PROBLEM STATEMENT: Tally the lines in the rows below that contain the string "post", counting only matches with the same case. Reply with the number alone.
[Begin DATASET EXCERPTS]
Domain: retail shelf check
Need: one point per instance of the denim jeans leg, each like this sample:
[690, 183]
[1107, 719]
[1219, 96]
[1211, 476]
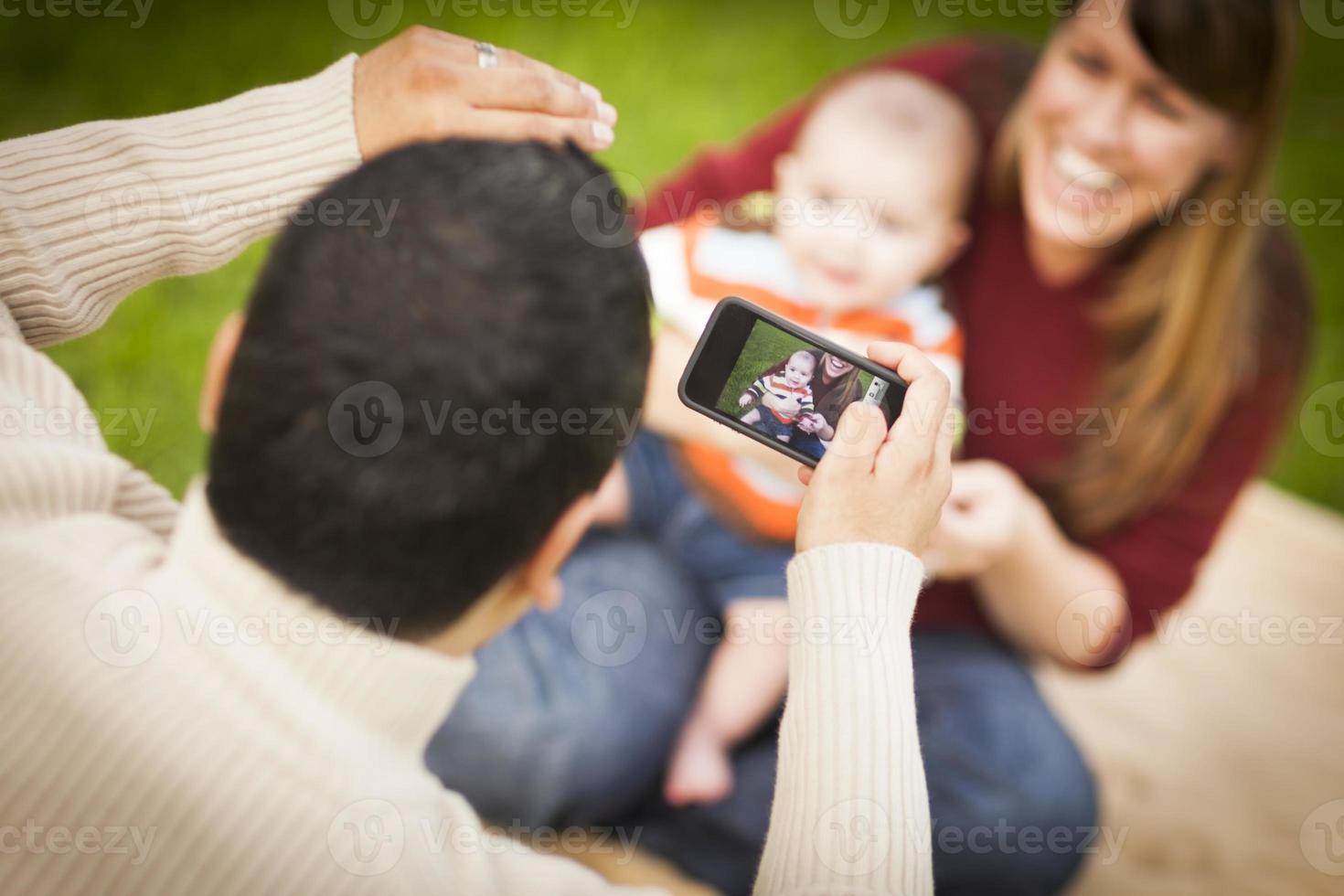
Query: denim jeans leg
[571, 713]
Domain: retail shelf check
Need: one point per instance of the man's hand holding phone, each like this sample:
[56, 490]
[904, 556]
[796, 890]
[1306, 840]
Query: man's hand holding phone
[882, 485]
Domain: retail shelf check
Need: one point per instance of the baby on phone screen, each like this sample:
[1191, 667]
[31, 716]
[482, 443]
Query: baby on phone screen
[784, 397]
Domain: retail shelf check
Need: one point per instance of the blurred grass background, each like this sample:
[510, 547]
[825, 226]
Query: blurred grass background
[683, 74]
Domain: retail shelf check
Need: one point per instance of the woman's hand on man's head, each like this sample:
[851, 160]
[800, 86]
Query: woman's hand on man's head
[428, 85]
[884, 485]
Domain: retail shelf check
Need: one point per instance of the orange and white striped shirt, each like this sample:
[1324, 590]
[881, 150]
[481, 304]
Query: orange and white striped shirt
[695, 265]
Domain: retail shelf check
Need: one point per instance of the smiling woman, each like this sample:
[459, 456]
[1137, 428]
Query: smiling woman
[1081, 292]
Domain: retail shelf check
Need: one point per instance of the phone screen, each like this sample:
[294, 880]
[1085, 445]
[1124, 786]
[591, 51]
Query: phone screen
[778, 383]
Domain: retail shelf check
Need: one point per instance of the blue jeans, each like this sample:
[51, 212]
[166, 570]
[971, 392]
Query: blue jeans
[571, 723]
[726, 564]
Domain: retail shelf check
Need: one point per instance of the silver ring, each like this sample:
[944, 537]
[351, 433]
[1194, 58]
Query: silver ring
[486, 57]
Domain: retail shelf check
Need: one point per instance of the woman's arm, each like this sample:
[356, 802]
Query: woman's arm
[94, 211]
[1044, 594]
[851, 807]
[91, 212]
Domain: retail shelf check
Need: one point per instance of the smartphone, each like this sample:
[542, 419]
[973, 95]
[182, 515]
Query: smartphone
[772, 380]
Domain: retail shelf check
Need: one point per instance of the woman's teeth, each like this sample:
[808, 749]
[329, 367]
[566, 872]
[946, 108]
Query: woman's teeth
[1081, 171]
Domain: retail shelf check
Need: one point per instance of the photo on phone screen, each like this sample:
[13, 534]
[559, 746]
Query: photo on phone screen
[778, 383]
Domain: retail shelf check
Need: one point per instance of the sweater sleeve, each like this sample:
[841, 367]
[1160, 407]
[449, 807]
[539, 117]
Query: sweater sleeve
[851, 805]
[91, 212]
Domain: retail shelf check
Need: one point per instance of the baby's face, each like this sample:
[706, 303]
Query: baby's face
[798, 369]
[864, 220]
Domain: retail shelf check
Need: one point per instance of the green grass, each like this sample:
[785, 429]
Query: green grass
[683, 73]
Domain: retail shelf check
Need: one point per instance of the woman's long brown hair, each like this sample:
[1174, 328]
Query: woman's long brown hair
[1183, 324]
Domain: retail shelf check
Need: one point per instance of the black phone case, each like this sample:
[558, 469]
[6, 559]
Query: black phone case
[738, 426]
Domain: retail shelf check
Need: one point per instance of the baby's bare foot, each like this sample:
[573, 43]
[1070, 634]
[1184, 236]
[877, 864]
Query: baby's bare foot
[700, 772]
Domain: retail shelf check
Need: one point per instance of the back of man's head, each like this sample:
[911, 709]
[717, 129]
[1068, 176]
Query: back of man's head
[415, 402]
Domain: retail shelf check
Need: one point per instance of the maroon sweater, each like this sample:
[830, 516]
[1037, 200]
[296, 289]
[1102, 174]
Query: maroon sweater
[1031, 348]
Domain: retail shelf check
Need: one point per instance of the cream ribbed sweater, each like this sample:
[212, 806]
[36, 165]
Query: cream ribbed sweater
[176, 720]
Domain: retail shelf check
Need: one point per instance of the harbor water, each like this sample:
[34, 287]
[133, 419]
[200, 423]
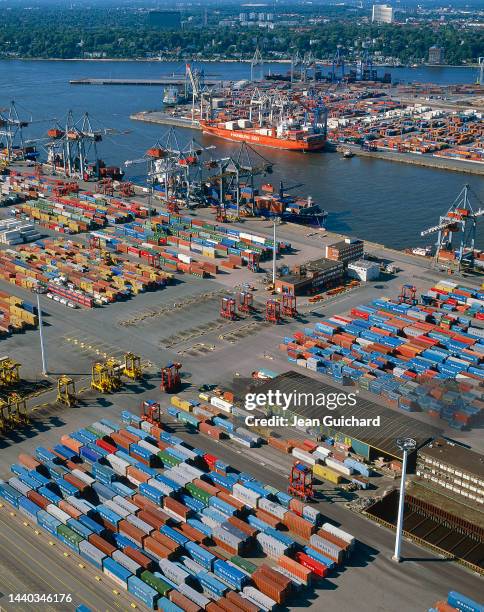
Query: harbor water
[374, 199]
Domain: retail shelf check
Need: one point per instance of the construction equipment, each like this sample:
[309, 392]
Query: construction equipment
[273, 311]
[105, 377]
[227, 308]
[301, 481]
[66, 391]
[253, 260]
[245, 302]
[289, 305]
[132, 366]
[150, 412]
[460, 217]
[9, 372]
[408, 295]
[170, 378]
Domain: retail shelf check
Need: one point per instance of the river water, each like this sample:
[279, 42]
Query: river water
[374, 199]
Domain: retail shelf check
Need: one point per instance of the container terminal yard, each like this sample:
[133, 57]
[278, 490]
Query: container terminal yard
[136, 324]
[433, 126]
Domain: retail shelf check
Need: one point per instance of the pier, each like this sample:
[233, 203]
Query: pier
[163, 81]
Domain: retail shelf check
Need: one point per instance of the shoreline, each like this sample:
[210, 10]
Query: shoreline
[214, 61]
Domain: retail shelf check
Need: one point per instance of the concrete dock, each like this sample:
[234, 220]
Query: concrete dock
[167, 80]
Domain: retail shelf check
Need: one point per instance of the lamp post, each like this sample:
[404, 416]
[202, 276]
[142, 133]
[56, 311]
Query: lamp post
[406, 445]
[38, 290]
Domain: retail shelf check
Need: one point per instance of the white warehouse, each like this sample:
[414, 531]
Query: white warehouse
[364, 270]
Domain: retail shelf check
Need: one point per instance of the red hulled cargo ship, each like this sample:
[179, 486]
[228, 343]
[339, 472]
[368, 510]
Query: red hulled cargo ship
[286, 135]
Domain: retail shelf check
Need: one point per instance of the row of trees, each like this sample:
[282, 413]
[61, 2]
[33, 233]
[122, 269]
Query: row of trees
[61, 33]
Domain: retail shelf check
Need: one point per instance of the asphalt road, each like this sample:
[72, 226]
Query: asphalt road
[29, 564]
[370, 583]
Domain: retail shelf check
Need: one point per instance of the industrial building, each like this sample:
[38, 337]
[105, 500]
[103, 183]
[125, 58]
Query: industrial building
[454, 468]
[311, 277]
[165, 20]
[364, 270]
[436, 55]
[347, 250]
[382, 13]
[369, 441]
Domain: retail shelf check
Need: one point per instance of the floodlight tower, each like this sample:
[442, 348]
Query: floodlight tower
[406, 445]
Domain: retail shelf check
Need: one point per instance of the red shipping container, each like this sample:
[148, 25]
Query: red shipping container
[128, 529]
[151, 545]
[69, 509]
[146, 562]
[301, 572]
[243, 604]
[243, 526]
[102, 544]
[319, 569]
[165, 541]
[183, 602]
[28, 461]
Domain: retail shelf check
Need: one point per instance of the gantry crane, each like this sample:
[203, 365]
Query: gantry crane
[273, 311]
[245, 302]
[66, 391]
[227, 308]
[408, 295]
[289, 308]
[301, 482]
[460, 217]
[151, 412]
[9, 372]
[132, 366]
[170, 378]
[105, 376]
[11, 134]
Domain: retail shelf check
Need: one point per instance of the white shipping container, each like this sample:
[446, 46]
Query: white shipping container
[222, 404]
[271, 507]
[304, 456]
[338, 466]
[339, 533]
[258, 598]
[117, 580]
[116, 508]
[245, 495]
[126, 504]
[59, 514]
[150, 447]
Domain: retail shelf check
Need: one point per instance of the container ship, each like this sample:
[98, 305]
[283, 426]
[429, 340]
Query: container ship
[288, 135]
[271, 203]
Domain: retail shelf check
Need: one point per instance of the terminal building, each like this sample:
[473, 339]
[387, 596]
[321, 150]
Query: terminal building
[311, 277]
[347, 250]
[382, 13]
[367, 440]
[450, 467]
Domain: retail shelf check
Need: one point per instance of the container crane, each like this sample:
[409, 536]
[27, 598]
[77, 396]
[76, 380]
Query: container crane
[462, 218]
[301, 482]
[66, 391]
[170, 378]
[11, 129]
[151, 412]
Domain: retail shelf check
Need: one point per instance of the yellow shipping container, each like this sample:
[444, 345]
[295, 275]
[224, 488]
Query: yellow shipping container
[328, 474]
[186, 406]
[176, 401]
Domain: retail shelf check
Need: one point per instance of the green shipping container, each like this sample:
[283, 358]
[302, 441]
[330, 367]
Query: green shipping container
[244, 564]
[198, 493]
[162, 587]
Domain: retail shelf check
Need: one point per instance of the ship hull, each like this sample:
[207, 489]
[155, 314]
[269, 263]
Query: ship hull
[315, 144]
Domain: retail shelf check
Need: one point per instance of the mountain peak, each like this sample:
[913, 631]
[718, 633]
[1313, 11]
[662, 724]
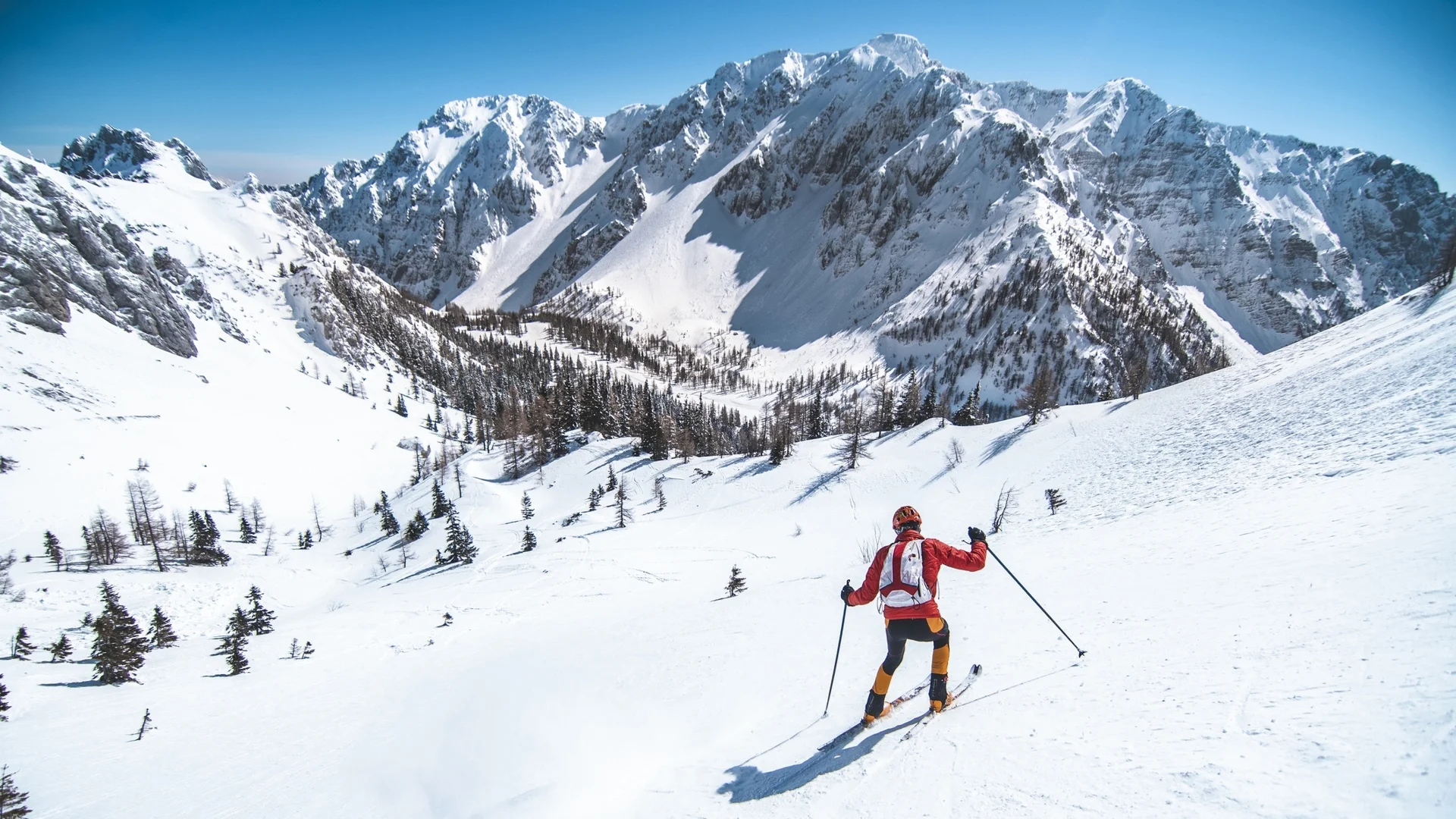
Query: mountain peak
[End DATASET EXCERPTS]
OUTPUT: 2